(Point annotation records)
+===+
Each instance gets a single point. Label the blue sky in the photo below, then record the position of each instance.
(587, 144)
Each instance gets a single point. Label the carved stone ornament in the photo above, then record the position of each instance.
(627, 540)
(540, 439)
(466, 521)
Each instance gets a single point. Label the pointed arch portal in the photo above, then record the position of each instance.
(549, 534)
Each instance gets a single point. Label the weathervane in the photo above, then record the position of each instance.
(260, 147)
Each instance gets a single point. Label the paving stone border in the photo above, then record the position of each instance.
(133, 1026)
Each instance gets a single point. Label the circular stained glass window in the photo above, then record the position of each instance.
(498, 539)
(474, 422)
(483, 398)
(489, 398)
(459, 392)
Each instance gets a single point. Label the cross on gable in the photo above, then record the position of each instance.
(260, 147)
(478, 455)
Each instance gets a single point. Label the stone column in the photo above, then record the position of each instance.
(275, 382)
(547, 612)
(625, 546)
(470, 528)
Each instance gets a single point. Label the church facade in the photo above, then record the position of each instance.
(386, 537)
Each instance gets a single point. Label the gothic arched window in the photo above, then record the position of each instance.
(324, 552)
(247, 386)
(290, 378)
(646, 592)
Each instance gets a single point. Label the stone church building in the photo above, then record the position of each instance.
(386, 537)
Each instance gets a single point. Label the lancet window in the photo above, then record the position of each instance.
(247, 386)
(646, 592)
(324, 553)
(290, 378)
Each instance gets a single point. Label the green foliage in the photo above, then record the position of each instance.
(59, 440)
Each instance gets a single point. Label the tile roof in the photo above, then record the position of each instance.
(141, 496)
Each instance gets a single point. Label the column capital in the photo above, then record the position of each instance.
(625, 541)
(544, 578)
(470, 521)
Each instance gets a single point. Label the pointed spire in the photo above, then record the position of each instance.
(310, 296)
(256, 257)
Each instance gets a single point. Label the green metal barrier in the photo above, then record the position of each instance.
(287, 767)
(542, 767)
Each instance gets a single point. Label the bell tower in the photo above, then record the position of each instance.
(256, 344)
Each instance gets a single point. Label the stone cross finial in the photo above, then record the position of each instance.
+===+
• [What this task involves]:
Reproduce every one of the entries above word for word, keeping each line as it stands.

• [Task response]:
Each instance gets a single point. Label the blue sky in the photo below, then record the position of each instance.
(587, 144)
Each instance gets a single point. Label the carved stone ornament in the photo above, then record the position of each instance.
(627, 540)
(540, 439)
(466, 521)
Each instance gets a single point. Label the pointed arch portal in the photo above, then record the position of each instance.
(549, 534)
Each instance gets a single point. Label the weathervane in the photo above, then record the position of each instance.
(260, 147)
Each instance gets a single point. Label the paving stone border in the photo above, then record the position of each instance.
(133, 1026)
Each instance gets a single point. Label the circular stained glass window in the photo above, then record the position of each instance.
(498, 539)
(474, 422)
(483, 398)
(489, 398)
(459, 392)
Each instance gets a single point. Label the cross on gable in the photo above, then record the position of each instance.
(260, 147)
(478, 455)
Each instance gets a single point. Label the stone column in the photo above, then record the position of each instance.
(275, 382)
(547, 612)
(625, 546)
(470, 528)
Each instance gets a single point. Label the church facade in the photo above, then record the position of each instance.
(386, 537)
Each instance gets a single point. Label the gothic arched window in the photo above, then record the position of each instance.
(324, 552)
(247, 386)
(290, 378)
(646, 592)
Each instance gets a single point. Label the stone church building in the photo above, then record the position of each instance.
(386, 537)
Each instance gets a single point. Label the lancet window in the photo above, then record the position of each instance.
(247, 386)
(646, 592)
(324, 553)
(290, 378)
Each instance gets a single point. Label the green foliage in the photo above, then record the position of each instance.
(59, 440)
Each instance gets a single point. Label the tile roof in the photo above, then record the position of each instance.
(141, 496)
Each instance gets a single point. Label the column capital in the photo above, then record the position of each instance.
(625, 541)
(544, 578)
(470, 521)
Each instance gets a single point. Label the pointed spire in the photo above, then record the position of each instance.
(310, 296)
(256, 257)
Each instance gets a single point. Label the green metal barrier in the photo above, then record the position of each instance.
(287, 767)
(542, 767)
Each instance gets a single point. Label the bell tower in the photo above, then record the position of each instance.
(256, 344)
Each instance gets a single point. Label the stone cross finial in the photo above, then record the position of each instance.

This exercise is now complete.